■ Data for the task
- - - - -

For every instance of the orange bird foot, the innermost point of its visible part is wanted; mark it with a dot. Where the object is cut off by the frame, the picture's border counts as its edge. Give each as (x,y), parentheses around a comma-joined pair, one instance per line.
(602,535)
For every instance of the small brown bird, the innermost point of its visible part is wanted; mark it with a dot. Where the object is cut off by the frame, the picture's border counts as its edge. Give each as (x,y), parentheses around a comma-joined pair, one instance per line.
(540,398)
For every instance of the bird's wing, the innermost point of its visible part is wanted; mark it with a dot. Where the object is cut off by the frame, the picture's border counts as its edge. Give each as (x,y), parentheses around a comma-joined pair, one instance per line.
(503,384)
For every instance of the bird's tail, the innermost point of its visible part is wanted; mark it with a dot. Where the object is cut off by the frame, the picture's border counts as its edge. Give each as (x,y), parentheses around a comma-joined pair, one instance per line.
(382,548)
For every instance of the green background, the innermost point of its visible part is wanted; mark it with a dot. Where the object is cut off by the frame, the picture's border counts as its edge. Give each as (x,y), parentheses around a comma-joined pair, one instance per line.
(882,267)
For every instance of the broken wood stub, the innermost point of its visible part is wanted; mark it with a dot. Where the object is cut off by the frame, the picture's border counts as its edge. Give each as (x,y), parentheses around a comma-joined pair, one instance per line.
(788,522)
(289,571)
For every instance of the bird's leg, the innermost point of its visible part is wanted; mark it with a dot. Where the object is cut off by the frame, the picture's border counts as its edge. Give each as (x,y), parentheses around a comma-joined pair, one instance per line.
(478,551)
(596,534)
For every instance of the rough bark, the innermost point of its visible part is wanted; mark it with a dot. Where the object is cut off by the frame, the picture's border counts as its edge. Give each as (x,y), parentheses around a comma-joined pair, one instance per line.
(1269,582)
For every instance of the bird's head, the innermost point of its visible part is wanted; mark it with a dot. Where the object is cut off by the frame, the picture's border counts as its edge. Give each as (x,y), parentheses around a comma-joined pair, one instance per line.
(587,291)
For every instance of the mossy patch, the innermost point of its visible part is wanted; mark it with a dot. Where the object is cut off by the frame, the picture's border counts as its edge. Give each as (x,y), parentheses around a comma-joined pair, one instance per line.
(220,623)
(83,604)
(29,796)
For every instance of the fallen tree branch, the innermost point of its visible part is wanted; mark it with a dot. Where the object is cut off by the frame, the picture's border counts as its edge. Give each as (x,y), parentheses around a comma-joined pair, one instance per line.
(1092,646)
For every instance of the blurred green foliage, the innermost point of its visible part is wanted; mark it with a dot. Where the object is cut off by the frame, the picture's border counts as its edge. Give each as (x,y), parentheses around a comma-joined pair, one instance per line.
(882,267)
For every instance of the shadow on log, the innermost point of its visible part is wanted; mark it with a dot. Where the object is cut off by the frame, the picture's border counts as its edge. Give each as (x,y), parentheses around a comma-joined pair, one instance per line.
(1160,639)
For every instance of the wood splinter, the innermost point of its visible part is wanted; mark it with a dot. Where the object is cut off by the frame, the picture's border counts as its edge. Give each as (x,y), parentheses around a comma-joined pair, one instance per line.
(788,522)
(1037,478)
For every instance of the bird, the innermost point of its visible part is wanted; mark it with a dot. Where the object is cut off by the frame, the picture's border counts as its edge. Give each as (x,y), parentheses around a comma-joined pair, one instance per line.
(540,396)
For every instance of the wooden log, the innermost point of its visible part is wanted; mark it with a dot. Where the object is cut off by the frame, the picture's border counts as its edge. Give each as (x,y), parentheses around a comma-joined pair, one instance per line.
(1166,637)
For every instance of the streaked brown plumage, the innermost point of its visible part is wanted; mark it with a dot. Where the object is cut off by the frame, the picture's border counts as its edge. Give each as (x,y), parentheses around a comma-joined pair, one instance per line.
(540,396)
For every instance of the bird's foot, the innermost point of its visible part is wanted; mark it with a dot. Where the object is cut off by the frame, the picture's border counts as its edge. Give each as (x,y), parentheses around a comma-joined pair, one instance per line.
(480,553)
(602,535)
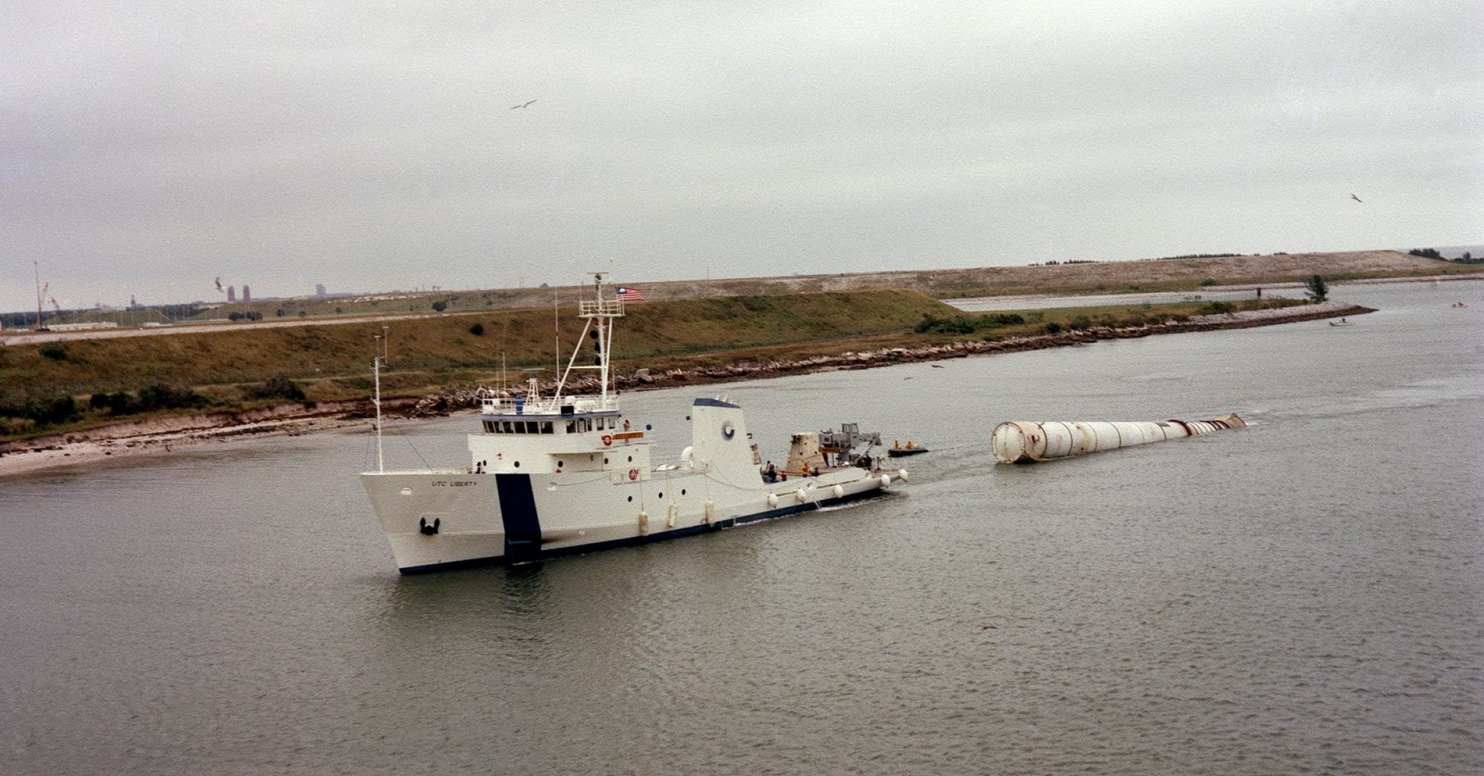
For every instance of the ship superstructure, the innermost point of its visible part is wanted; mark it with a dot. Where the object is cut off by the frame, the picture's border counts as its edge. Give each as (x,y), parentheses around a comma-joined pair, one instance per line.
(558,474)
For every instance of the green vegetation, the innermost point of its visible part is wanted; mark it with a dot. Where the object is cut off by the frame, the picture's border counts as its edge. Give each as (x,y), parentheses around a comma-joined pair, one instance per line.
(962,324)
(101,380)
(1317,290)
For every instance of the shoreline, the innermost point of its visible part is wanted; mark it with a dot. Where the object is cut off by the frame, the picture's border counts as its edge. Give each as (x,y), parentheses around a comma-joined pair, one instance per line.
(168,433)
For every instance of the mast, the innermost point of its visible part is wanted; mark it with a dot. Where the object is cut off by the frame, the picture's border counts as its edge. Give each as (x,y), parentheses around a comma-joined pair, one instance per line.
(376,399)
(598,315)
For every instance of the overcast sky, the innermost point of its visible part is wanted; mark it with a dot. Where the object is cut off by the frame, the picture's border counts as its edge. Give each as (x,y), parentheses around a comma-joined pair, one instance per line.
(150,147)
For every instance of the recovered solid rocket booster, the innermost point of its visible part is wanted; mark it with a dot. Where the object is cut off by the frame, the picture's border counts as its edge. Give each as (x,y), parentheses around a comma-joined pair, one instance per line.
(1024,441)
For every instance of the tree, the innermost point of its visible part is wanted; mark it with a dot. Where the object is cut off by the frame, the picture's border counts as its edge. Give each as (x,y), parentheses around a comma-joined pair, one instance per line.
(1317,290)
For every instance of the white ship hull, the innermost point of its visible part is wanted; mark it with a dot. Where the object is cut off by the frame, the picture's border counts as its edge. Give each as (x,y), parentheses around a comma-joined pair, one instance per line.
(490,518)
(569,474)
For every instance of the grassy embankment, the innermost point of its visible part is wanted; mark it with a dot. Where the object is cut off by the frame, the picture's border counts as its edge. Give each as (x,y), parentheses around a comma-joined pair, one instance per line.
(64,386)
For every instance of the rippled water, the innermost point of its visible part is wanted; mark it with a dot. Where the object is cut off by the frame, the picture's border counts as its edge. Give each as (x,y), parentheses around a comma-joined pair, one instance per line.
(1303,595)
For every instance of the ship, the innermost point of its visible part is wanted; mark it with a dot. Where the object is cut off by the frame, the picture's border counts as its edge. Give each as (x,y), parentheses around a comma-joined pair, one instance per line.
(561,472)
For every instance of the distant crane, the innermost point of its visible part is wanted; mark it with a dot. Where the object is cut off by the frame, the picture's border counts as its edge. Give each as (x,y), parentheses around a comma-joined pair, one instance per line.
(40,291)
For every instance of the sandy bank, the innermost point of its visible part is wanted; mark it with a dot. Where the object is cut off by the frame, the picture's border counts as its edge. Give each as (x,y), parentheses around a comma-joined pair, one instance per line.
(165,435)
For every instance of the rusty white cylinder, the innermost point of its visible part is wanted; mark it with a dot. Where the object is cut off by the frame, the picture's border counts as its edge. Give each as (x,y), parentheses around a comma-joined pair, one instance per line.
(1024,441)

- - - - -

■ Problem
Reproduce all of the records above verbatim, leaving out the pictures.

■ Worked solution
For every instance of the orange bird foot, the innermost point of its visible part is wanted; mark it with a dot. Where the object is cut off by the frame, the picture's border counts as its edge. Give each as (x,y), parentheses around a comma-joined pair, one instance per line.
(602,535)
For every instance of the small brown bird, the innermost point of its visible part is wanted; mark it with a dot. Where the object is cut off by the frame, the picture's border counts as its edge. Give each as (x,y), parentheses around a comma-joined pair, one instance per line.
(540,398)
For every instance of the bird's wing, the innermost point of its visible part is wanted; mark it with a dot. Where the object is cut off by the frame, the picture's border counts as its edge. Give each as (x,y), parentheses around a comma-joined pair, one instance per line.
(503,384)
For every instance of the bird's tail, the innermost point of its visible part is wanted; mark it with a dot. Where the object is cut off by the frame, the picture's border counts as its edge. Give each as (x,y), parentheses around a comma-joined pair, one instance per line.
(382,548)
For every instance of the green background, the innermost point of its visible part is wanted; mark it with a dot. Where the object is cut off by the frame, the picture's border counts as its edge. Give each as (x,y), parentheses around a comma-joined pair, one instance per line.
(882,267)
For every instance of the broken wood stub, the innermost point of its visible part is wanted; mark it with a dot. Where the object is cut off by the frame, the picture's border counts as its edge. Give each as (x,y), parentheses around a comma-joined pair, one instance per line.
(788,522)
(289,571)
For every instance of the bird's leg, the innermost point of its visible part is wanted; mark it with a dot. Where the object is cut off by the frame, the picture's border counts as its edge. Give each as (x,y), parentheses around a comma-joined pair, one instance per line.
(478,551)
(596,534)
For every instance of the rough bark, the innermost point of its visible part is wanted; mark it with a dot. Where the object is cut off by the frame, the picture's border counts as its edge. Give each as (x,y), parentheses around a comma-joined pair, one instance per line.
(1269,582)
For every instance of the bird's head, the innermost point of its visible part is wanted; mark it with a dot. Where the object is cut off by the frame, the picture's border counts as its edge. Give each as (x,y), parentheses around a comma-joined pair, one instance per line.
(587,291)
For every instance of the mossy patch, the innermost point of its visible part is wanted; mark it with a dot. Where the object is cut off by the frame, the picture's border counts as its edge. Give each as (x,y), parentheses around a comma-joined pair, one instance per line.
(220,623)
(83,604)
(29,796)
For every instance of the fallen tree branch, the innermost point of its visible part is wanted; mark it with a dot. Where the object is cut off by the frame, the picture's border counts as its edge. Give each as (x,y), parentheses around a comma-joined pair, one instance per line.
(1092,646)
For every instance of the blurred green foliage, the innermost point of its visible part is wanted; mark it with a dot. Where the object is cut off by the frame, the picture's border counts as its edge. Give each as (x,y), parentheses around a comma-joined pair, one instance per line.
(882,267)
For every instance of the shadow on log, the innermost point of its visible part is wanted; mark it with a dot. Where the object is cut off by the frame, the picture's border counts as its edge. Give each as (x,y), parentheses around a comma-joined pair, one instance per line.
(1160,639)
For every instance of the wood splinter, the innermost point of its visible part is wanted; mark it with a dot. Where the object is cut off by the frame, the picture's border counts as its edge. Give each as (x,y), parentheses around a comma-joined pair, one instance per line.
(788,522)
(1037,478)
For every instance of the bird, the innermost point of its visible part is wanted; mark it with a dot. Where the object is cut off by the frame, the picture's border counts as its edge. Give each as (x,y), parentheses around a comma-joined pair, one instance per line.
(540,396)
For every instance of the wooden log, the innermost point of its visible part is wanted; mark it with a dot. Where the object is cut off by the frame, the picture's border counts as its edge. Give each as (x,y), parentheses around a comma-joined pair, one instance per line.
(1166,637)
For every instance of the streaked brown plumage, the innermost point of its visible part is wanted; mark it with a dot. Where the object is cut off by the frame, the picture's border counts as its edge. Give each as (x,y), parentheses around a comma-joined pair, one instance per line.
(540,396)
For every instance of the bird's foot, the innermost point of its visible part is wanted; mark it with a dot. Where the object is cut off by the frame, the picture's border counts as its edge. Give each as (x,y), parentheses around a comma-joined pair, one instance per line.
(480,553)
(602,535)
For every instance of the ship superstructure, the innermost point of its visible part is wanted; mark it with a dot. Where the object is cut off by the frame, the picture's border counts as its edge. Give each as (x,y), parentheses around a comma-joined pair, one instance per line.
(558,474)
For every instance of the green vegetation, the innermost point of its visible part is wanted; mark it with a dot. Where the object is cut off by the frame, the picture's border counts as its edge. Give each as (x,y), parentheses around a comma-joined pair, one instance per line.
(962,324)
(101,380)
(1317,290)
For every instance of the shoreline, the innermost point of its visible part is wanted; mark it with a dot. Where the object is cut off by the frame, the picture's border counts as its edge. Give each as (x,y), parentheses around a comma-joined pair, one instance per line.
(168,433)
For every instance of the mast, the innermost point of its visible part is wanted; mark it with a dot. Where the object is cut off by the frame, the picture's border counts as its edge. Give each as (x,y), parentheses around a comma-joined pair, one instance per line.
(376,399)
(598,315)
For every instance of the overcast sky, the innermost point of its visible part is wanted; mark it with a dot. Where the object is cut off by the frame, the picture's border counts as its edge. Give each as (x,y), parentheses around a comma-joined pair, one instance per line.
(150,147)
For every instance of the recovered solid rocket booster, the innermost point of its visible part is wanted; mark it with a dot. Where the object is cut off by the frame, the picture's border counts as its edge. Give each as (x,y), parentheses around a comma-joined pair, one instance per line.
(1024,441)
For every instance of the tree, the innermost point of its visible part is wanted; mark it with a dot. Where the object is cut off by the frame, the picture's border counts as its edge. Give each as (x,y), parentheses around a comma-joined pair, one instance per line.
(1317,290)
For every instance of the white ship hull, the innermost point of its visible part is wanted; mark it with a dot. Where the object is cut off by the frame, the picture's border counts as its edge. Give each as (x,y), parentheses around a comma-joined pair, one instance per line.
(490,518)
(569,474)
For every instance of the grassy embankment, the innermost point of its visible part is wanted; mark it with a dot. Where the object is cut off by the frame, the picture's border counts as its edge. Give each as (x,y), parentheses around a comma-joined pair, one instance per line.
(64,386)
For every instance of the rippled water, the innermost point of its visible part is wanted; mark it with a dot. Where the object is cut off by the frame, the picture's border counts as its edge. Give each as (x,y), parentheses around a comma-joined pair, one instance per line.
(1303,595)
For every instance of the ship, the innermost point of its visible part is wanted; mark it with a dot. Where the object is cut off by the frame, the picture's border counts as its edge. Give each as (x,y), parentheses around a comma-joined pair, one instance per line.
(561,472)
For every instance of the distant crane, the innermost point of its visible part is wanted; mark it with a dot. Where the object is cut off by the frame, the picture's border counts as its edge. Give each as (x,y), parentheses around a comma-joined pair, one instance per line.
(40,291)
For every instance of the sandy bank, the innermost point of its visible part is wanted; mark it with a dot. Where the object is cut off by the frame, the picture's border counts as its edge. Give each as (x,y), parentheses around a comma-joined pair, one instance per line.
(165,435)
For every instance of the rusty white cylinder, the innermost point of its visible part is wanted; mark it with a dot. Where the object is cut off by the frame, the picture's border counts as its edge. Give each as (x,y), parentheses around a comma-joined pair, one instance per line.
(1024,441)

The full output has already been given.